| ACTIVITY LIST |
(1) Answer these questions about the news report on the Ronix Polymer factory:
(a) Where is the company based?
(b) What does the plant manufacture and export?
(c) Which two organizations did the company fail to deliver finished products to?
(2) Pick up the news report on the Ronix Polymer factory after its final sentence and carry it on.
--- EXTRACT TO READ Enclosed Below ---
Calcutta, July 13: No matter how hard Buddhadeb Bhattacharjee’s government tries to change it, the Citu will not stop impeding efforts to industrialise Bengal.
That is what an ISO 9002 company based in Dankuni, Hooghly, conveyed last week to the chief minister after violent supporters of the CPM’s labour arm forced the management to close down the unit in May.
The owner of Ronix Polymer has written to Bhattacharjee seeking his intervention in reopening the factory. Since May 25, mobs of Citu activists have been blocking the main entry points to the plant, which manufactures and exports PVC pipes, water tanks and moulded accessories.
In his letter, R.K. Saraogi said the trade unionists had beaten up the driver of a senior official of the company on the plant premises. The Citu supporters had also called a strike at the factory on May 25 and prevented willing workers from attending duty, the letter alleged.
“Citu activists have threatened the workers residing in the staff quarters within the factory and asked them to vacate the premises immediately so that work comes to a halt. These activists are also organising demonstrations in the factory premises and not allowing the willing workers to attend their duties,” the owner wrote to the chief minister.
He also claimed that the company had failed to deliver finished products to the West Bengal Agro Industries Corporation and the Bharat Sanchar Nigam Limited because of the “violent” trade union movement in the factory.
Complaints on police inaction were also part of the letter.
--- End of Enclosed EXTRACT TO READ ---
--- RECORDS Enclosed Below ---
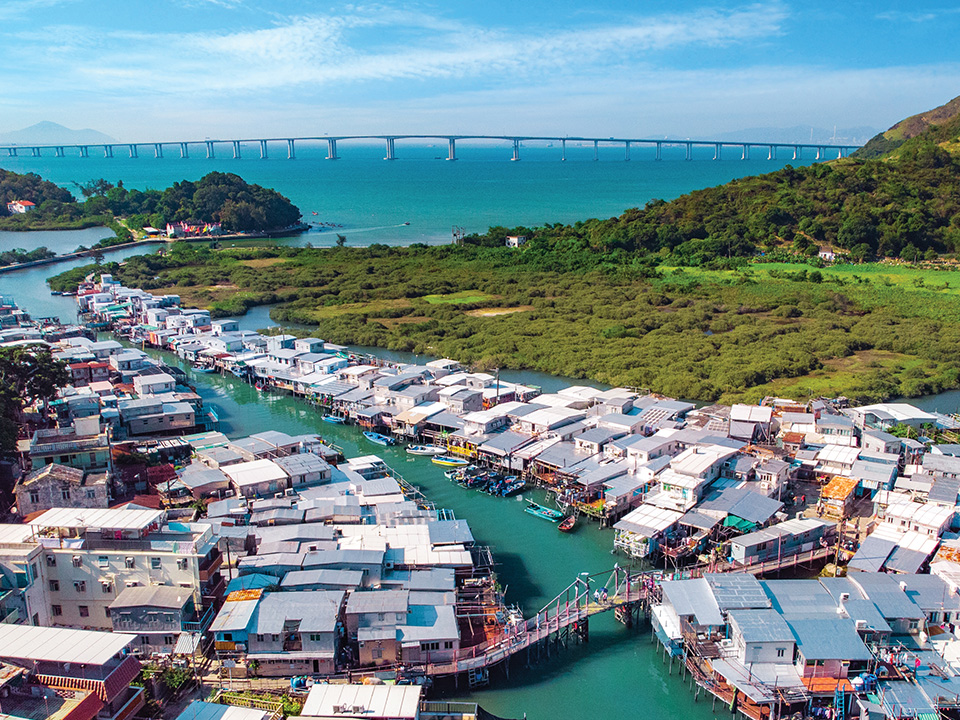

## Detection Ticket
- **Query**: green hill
[853,97,960,160]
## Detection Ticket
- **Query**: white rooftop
[30,508,164,530]
[0,623,137,665]
[301,684,423,720]
[221,460,287,487]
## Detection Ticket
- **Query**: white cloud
[0,0,77,20]
[5,0,786,95]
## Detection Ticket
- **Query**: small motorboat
[407,445,445,455]
[523,502,563,522]
[430,455,470,467]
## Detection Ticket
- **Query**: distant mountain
[0,120,116,145]
[707,125,877,145]
[856,97,960,158]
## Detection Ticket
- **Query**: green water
[160,353,722,720]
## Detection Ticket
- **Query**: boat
[500,475,527,497]
[523,502,563,522]
[407,445,444,455]
[430,455,470,467]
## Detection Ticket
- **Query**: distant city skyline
[0,0,960,141]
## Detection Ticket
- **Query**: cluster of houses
[652,567,960,719]
[69,275,960,584]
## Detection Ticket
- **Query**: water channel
[0,231,960,720]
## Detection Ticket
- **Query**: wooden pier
[412,566,660,687]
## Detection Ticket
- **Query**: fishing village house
[14,463,109,517]
[0,623,145,720]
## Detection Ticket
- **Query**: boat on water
[430,455,470,467]
[523,502,563,522]
[407,445,444,455]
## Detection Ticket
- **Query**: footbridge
[0,134,859,161]
[422,565,662,686]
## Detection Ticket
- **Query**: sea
[0,141,813,249]
[0,143,876,720]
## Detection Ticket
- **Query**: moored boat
[430,455,470,467]
[407,445,444,455]
[523,502,563,522]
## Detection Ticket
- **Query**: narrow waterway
[0,229,960,720]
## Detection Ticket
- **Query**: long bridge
[0,135,859,160]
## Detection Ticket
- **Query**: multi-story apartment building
[30,508,225,630]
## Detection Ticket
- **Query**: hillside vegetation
[53,93,960,401]
[0,170,300,235]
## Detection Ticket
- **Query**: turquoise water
[0,143,812,249]
[0,152,936,720]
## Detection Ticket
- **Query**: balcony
[200,547,223,583]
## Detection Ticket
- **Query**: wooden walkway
[424,566,660,676]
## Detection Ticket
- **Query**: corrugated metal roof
[729,609,793,643]
[661,578,724,628]
[704,573,772,612]
[300,684,423,720]
[787,617,873,662]
[0,623,137,665]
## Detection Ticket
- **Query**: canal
[0,232,960,720]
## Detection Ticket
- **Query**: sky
[0,0,960,141]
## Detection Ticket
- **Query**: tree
[0,346,70,453]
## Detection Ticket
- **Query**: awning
[723,515,757,532]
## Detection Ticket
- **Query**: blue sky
[0,0,960,140]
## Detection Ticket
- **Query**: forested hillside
[0,170,300,232]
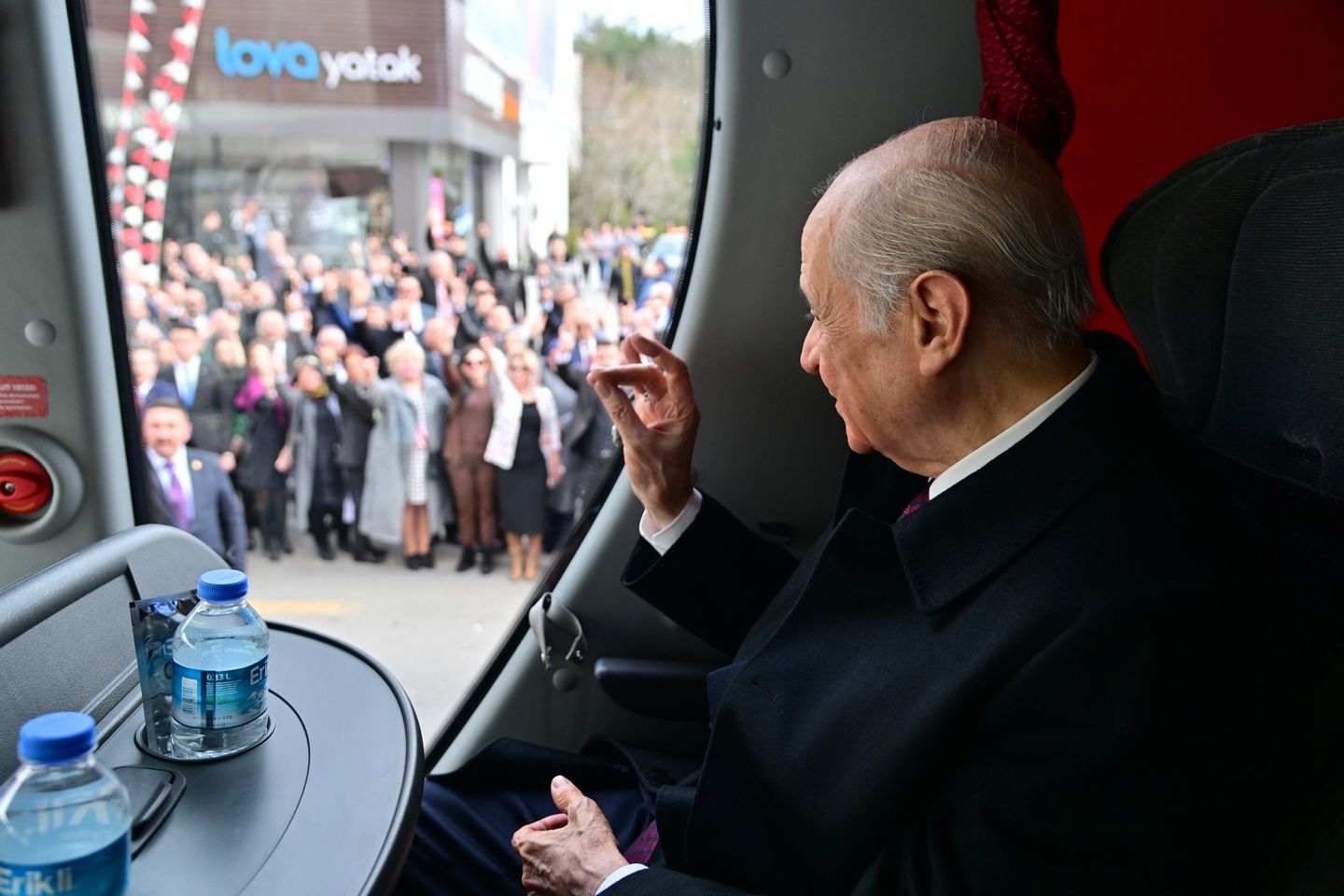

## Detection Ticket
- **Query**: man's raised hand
[587,334,700,528]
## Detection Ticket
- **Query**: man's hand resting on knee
[513,777,626,896]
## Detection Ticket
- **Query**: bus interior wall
[1057,0,1344,343]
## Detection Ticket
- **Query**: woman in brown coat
[443,345,498,572]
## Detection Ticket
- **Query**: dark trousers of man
[308,502,345,545]
[572,449,616,520]
[448,459,498,548]
[397,739,653,896]
[345,465,373,557]
[250,487,287,550]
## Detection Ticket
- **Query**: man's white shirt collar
[929,349,1097,501]
[146,447,196,501]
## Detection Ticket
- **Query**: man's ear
[906,270,971,376]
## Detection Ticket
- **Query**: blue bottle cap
[19,712,98,765]
[196,569,247,603]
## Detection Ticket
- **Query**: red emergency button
[0,452,52,517]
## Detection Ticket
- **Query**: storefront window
[86,0,705,730]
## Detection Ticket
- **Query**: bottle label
[172,657,269,731]
[0,832,131,896]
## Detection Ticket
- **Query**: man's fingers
[593,377,644,441]
[510,813,570,852]
[621,333,685,376]
[589,364,666,395]
[551,775,583,819]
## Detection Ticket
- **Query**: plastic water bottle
[0,712,131,896]
[172,569,270,759]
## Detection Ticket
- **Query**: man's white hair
[821,119,1094,355]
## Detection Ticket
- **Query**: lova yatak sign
[215,28,422,89]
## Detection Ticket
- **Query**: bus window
[78,0,706,731]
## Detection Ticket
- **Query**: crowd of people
[122,209,675,579]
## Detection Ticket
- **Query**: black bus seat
[1102,121,1344,896]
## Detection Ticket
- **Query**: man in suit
[551,332,621,520]
[141,399,247,569]
[392,119,1253,896]
[159,321,234,473]
[131,345,179,413]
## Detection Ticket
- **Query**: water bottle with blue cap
[172,569,270,759]
[0,712,131,896]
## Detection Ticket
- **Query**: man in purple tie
[402,119,1255,896]
[141,399,247,569]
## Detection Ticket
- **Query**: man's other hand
[513,777,626,896]
[587,334,700,528]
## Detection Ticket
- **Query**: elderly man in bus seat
[403,119,1244,896]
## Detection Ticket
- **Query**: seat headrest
[1100,119,1344,501]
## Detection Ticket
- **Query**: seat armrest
[593,657,718,722]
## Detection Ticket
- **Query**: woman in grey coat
[358,339,452,569]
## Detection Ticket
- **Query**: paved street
[247,533,546,743]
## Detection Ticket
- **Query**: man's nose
[798,321,819,376]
--- End of Enclosed RECORDS ---
| RESULTS BY TASK |
(1)
(a) Dankuni, Hooghly.
(b) PVC pipes, water tanks and moulded accessories.
(c) The West Bengal Agro Industries Corporation and the Bharat Sanchar Nigam Limited.

(2)
On July 6, a director of the company had been to Dankuni. But he was confined on the premises till 9 pm. His driver was beaten up and the car damaged. The director had made several calls to the Dankuni police station requesting for a force that could rescue him. None arrived.
He then called an additional superintendent of police, who helped him return home, Saraogi wrote to Bhattacharjee.
Citu’s Hooghly secretary Dilip Chatterjee said the union was aware of the complaint lodged with the chief minister. “The trouble started in May when the owner of the factory refused to take back a worker who was absent for some time because of illness. He had produced a certificate from a doctor who belonged to the panel of the Employees’ State Insurance (ESI) but the owner refused to accept it. We opposed the stand because ESI is a government-sponsored medical scheme for employees. The local Citu unit had organised an agitation against the authority’s refusal to accept the ESI certificate,” Chatterjee said.
The union leader added that the owner had started recruiting outsiders to run the factory when they called the strike. “The labour department is well aware of the situation at the factory,” said Chatterjee.